***** Material provided

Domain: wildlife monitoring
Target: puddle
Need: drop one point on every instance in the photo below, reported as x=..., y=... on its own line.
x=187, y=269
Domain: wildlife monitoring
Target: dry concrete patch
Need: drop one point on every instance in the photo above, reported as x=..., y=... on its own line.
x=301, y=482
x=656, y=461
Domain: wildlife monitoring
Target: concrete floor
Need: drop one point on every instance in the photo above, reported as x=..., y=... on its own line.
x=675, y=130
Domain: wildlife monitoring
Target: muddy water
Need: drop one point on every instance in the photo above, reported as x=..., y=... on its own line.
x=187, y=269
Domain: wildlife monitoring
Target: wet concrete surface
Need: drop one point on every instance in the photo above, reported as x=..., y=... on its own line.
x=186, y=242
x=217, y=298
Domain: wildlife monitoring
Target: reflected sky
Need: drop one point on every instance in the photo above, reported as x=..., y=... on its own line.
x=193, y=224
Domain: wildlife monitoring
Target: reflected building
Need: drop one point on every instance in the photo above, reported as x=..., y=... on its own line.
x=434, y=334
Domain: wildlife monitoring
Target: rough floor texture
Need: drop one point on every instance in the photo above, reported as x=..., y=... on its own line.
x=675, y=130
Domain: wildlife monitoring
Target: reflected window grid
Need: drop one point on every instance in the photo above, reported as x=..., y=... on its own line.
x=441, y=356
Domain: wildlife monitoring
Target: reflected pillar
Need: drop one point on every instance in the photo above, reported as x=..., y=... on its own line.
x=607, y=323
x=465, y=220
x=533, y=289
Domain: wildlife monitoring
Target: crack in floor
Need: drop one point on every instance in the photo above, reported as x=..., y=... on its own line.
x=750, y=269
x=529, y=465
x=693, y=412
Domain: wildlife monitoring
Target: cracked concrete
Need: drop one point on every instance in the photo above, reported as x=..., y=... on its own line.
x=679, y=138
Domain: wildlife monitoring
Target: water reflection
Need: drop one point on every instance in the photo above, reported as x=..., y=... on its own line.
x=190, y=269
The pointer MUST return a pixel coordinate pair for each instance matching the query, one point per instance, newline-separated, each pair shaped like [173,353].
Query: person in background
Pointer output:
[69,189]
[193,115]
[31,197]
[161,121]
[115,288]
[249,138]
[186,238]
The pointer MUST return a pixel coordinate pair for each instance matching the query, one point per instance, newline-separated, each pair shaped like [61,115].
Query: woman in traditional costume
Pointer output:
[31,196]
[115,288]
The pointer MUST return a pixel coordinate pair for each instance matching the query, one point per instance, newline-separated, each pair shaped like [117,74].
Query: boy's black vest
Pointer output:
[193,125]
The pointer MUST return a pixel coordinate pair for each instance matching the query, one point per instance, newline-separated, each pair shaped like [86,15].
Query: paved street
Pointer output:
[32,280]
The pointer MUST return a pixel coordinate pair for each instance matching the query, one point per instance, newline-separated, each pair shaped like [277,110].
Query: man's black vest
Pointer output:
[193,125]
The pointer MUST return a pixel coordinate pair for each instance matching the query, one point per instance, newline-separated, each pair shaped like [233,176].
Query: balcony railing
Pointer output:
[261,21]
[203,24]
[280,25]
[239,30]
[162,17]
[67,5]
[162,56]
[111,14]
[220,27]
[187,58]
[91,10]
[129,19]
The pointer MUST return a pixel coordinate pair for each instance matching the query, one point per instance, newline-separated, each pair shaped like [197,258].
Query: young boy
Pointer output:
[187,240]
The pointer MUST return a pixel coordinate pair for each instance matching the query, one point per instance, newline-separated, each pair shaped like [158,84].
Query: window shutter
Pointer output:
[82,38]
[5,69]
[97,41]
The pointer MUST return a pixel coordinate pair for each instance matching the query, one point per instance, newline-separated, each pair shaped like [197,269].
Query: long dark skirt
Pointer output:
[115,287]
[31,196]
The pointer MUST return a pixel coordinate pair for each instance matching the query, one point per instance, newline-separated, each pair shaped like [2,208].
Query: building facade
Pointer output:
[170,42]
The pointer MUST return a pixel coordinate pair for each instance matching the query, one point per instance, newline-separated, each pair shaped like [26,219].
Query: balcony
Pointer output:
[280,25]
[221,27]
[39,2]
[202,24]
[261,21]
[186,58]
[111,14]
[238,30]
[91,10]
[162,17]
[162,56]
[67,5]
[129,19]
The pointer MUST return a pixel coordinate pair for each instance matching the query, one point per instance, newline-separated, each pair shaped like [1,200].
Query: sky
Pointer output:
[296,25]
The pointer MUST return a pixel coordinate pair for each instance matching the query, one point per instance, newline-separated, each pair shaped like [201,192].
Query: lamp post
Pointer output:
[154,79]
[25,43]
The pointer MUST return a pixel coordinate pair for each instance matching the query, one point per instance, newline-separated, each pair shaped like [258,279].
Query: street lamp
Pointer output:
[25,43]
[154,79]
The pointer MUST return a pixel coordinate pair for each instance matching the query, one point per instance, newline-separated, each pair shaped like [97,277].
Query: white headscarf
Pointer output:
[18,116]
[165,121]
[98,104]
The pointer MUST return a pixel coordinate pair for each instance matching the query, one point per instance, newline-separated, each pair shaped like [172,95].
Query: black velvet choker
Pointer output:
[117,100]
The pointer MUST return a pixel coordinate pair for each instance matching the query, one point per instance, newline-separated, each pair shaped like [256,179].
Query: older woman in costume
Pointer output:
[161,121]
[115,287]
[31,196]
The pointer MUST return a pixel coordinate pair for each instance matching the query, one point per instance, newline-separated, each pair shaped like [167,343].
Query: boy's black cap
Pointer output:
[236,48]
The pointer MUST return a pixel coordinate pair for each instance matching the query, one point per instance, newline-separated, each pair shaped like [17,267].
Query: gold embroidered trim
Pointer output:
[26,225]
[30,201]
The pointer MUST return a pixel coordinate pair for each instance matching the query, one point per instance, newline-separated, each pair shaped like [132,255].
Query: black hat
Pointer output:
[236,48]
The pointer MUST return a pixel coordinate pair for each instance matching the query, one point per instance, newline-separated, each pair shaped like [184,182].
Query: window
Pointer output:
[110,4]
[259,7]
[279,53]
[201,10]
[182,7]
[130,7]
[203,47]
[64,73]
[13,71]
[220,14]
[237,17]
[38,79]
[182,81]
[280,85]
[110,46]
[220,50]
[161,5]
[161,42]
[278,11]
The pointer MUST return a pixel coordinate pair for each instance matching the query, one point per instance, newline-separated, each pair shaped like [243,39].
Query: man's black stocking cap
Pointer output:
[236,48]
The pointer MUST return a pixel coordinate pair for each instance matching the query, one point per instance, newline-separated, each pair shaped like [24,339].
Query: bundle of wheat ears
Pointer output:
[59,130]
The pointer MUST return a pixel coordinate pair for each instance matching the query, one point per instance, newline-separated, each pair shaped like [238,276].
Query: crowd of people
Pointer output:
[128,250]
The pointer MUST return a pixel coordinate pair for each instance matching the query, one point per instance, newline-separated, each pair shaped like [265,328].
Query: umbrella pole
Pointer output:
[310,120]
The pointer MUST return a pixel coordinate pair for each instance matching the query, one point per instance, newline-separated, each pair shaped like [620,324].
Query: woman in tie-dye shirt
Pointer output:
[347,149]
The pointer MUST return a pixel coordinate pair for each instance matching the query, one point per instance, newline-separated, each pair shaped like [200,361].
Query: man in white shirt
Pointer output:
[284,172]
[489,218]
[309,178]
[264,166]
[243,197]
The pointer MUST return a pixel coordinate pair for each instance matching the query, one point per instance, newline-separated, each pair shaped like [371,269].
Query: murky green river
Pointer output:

**********

## [To be done]
Repeat all the entries word for word.

## [Output]
Domain: wildlife monitoring
Target: puddle
Need: drop one point on every instance in the photo below, reported as x=..., y=... on its own line.
x=187, y=269
Domain: wildlife monitoring
Target: dry concrete patch
Need: drop one point on every instance in the photo above, reported as x=..., y=... on its own line.
x=301, y=482
x=656, y=461
Domain: wildlife monitoring
Target: concrete floor
Need: drop one point on every instance in the photo above, reported as x=..., y=... on its own line.
x=675, y=130
Domain: wildlife monitoring
Target: muddy water
Need: drop one point on every instance in the photo above, reported as x=..., y=... on its own line.
x=187, y=269
Domain: wildlife monitoring
Target: wet concrete surface
Need: drop one point on every instance in the photo above, reported as x=..., y=... on its own line.
x=186, y=242
x=217, y=298
Domain: wildlife monitoring
Target: reflected sky
Need: drop one point on every instance in the photo above, reported as x=..., y=... on its own line.
x=193, y=224
Domain: wildlife monitoring
Target: reflected building
Need: drop one point on every instance in the photo above, reported as x=..., y=... on its own line.
x=434, y=334
Domain: wildlife monitoring
Target: rough floor texture
Need: drop one point on every instance in the photo above, reported as x=..., y=... on its own line.
x=675, y=130
Domain: wildlife monitoring
Target: reflected window grid
Need: drop one point on every instance in the photo above, reported as x=..., y=... on its own line.
x=441, y=356
Domain: wildlife monitoring
Target: reflected pillar
Need: drop one point on every instance in the photo above, reported as x=..., y=... on its own line.
x=607, y=323
x=465, y=220
x=533, y=289
Domain: wildlife monitoring
Target: crack in floor
Need: drop one point on every instance in the photo above, reported as x=..., y=... on its own line.
x=750, y=269
x=529, y=465
x=693, y=412
Domain: wildlife monitoring
Target: cracked concrete
Need: drop one point on every instance in the photo above, reported as x=..., y=... on its own line.
x=679, y=138
Domain: wildlife monitoring
Target: water reflection
Need: drop one point on every instance in the photo above, reported as x=..., y=... on its own line.
x=190, y=269
The pointer MUST return a pixel coordinate pair for each instance matching the query, one point per instance, newline-separated, each pair shaped like [173,353].
Query: person in background
Pointer output:
[69,189]
[193,115]
[31,197]
[161,121]
[115,288]
[249,138]
[186,238]
The pointer MUST return a pixel coordinate pair for each instance matching the query, one point per instance, newline-separated, each pair shaped like [61,115].
Query: woman in traditional costume
Pointer output:
[31,196]
[115,288]
The pointer MUST return a pixel coordinate pair for each instance matching the query, one point per instance, newline-separated, each pair shaped like [117,74].
Query: boy's black vest
Pointer output:
[193,125]
The pointer MUST return a pixel coordinate pair for each instance matching the query, one point per instance, newline-separated, each pair shaped like [86,15].
Query: paved street
Pointer output:
[32,280]
The pointer MUST return a pixel coordinate pair for each instance matching the query, one point per instance, newline-separated, each pair shaped like [277,110].
Query: man's black vest
Pointer output:
[193,125]
The pointer MUST return a pixel coordinate pair for each instance matching the query, one point per instance, newline-separated, each pair shaped like [233,176].
Query: balcony railing
Pointer output:
[261,21]
[203,24]
[280,25]
[239,30]
[162,17]
[67,5]
[162,56]
[111,14]
[220,27]
[187,58]
[91,10]
[129,19]
The pointer MUST return a pixel coordinate pair for each instance matching the query, one point per instance, newline-separated, each pair shaped like [197,258].
Query: young boy
Pointer output:
[187,240]
The pointer MUST return a pixel coordinate pair for each instance matching the query, one point per instance, newline-separated, each pair shaped like [158,84].
Query: window shutter
Pointer output:
[82,38]
[5,69]
[97,41]
The pointer MUST return a pixel coordinate pair for each instance matching the query, one point per instance, newline-separated, each pair shaped like [197,269].
Query: long dark skirt
Pointer output:
[115,287]
[31,196]
The pointer MUST return a pixel coordinate pair for each instance matching the query, one point per instance, newline-separated, each pair shaped like [2,208].
Query: building facade
Pointer output:
[170,42]
The pointer MUST return a pixel coordinate pair for each instance matching the query, one point per instance, newline-separated, each pair shaped like [26,219].
Query: balcony
Pointer output:
[280,25]
[221,27]
[39,2]
[202,24]
[261,21]
[186,58]
[111,14]
[238,30]
[91,10]
[162,17]
[162,56]
[67,5]
[129,19]
The pointer MUST return a pixel coordinate pair for each instance matching the query, one point per instance, newline-separated, each pair shaped like [1,200].
Query: sky
Pointer output:
[296,25]
The pointer MUST return a pixel coordinate pair for each instance matching the query, one point per instance, newline-separated, each pair shaped like [201,192].
Query: lamp post
Pointer output:
[154,79]
[25,43]
The pointer MUST return a pixel coordinate pair for each instance matching the query, one point per instance, newline-separated, each pair shaped like [258,279].
Query: street lamp
Pointer output:
[25,43]
[154,79]
The pointer MUST return a pixel coordinate pair for each instance matching the query, one point per instance, newline-separated, each pair shaped like [97,277].
Query: white headscarf
Pointer output:
[18,116]
[165,121]
[98,104]
The pointer MUST return a pixel coordinate pair for each instance matching the query, one point per instance, newline-separated, each pair shaped like [172,95].
Query: black velvet choker
Pointer output:
[117,100]
The pointer MUST return a pixel coordinate pair for each instance matching the query, one point per instance, newline-separated, each pair shaped like [256,179].
Query: older woman in costume
Pointer output:
[161,121]
[115,287]
[31,196]
The pointer MUST return a pixel coordinate pair for each instance matching the query, one point per instance, newline-separated, each pair shaped like [167,343].
Query: boy's black cap
Pointer output:
[236,48]
The pointer MUST return a pixel coordinate pair for each instance matching the query, one point per instance, newline-separated, each pair shaped like [17,267].
Query: gold embroidered trim
Pointer output:
[26,225]
[30,201]
The pointer MUST return a pixel coordinate pair for each instance matching the query, one point per instance, newline-separated, each pair shaped like [132,255].
Query: black hat
Pointer output:
[236,48]
The pointer MUST return a pixel coordinate pair for each instance matching the query, one point per instance, newline-separated, each pair shaped like [184,182].
Query: window
Pointer output:
[110,4]
[259,7]
[279,53]
[201,10]
[182,7]
[130,7]
[203,47]
[64,73]
[13,71]
[220,14]
[237,17]
[38,79]
[182,81]
[280,85]
[110,46]
[220,50]
[161,5]
[161,42]
[278,11]
The pointer MUST return a pixel coordinate pair for each instance matching the query, one point per instance, newline-separated, each pair shaped like [243,39].
Query: man's black stocking cap
Pointer output:
[236,48]
The pointer MUST return a pixel coordinate pair for each instance matching the query, one point per instance, newline-separated, each pair shaped like [24,339].
Query: bundle of wheat ears
Pointer output:
[59,130]
The pointer MUST return a pixel coordinate pair for each instance matching the query, one point per instance, newline-separated, each pair shaped like [238,276].
Query: crowd of people
Pointer output:
[128,250]
The pointer MUST return a pixel coordinate pair for each instance matching the query, one point per instance, newline-separated, each pair shaped like [265,328].
Query: umbrella pole
Pointer output:
[310,120]
The pointer MUST return a pixel coordinate pair for each instance matching the query, one point per instance, newline-separated, each pair shaped like [620,324].
Query: woman in tie-dye shirt
Pointer output:
[347,149]
The pointer MUST return a pixel coordinate pair for each instance matching the query, one point per instance, newline-separated, each pair shaped like [200,361].
Query: man in white shirt
Pointer output:
[284,172]
[489,218]
[309,178]
[264,166]
[243,197]
The pointer MUST return a pixel coordinate pair for each instance matching the query, one point per instance, newline-separated, each pair shaped like [371,269].
Query: murky green river
Pointer output:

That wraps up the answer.